[Collected data entries]
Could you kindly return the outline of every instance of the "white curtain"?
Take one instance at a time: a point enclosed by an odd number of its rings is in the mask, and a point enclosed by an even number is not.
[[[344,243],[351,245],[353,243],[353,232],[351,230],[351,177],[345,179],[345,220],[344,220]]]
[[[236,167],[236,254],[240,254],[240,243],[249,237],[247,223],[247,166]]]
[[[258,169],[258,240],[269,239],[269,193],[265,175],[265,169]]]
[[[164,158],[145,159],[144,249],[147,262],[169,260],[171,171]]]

### What you will do
All the data must be duplicated exactly, with nothing added or removed.

### Solution
Could you kindly return the outline of every instance of the "white curtain"?
Take one instance at a time: a point enclosed by an odd number of its rings is in the mask, and a point enclosed by an even number is not.
[[[344,243],[351,245],[353,243],[353,232],[351,230],[351,177],[345,179],[345,220],[344,220]]]
[[[236,167],[236,254],[240,254],[240,243],[249,237],[247,223],[247,166]]]
[[[258,169],[258,240],[269,239],[269,193],[265,175],[265,169]]]
[[[164,158],[145,159],[144,249],[147,262],[169,260],[171,171]]]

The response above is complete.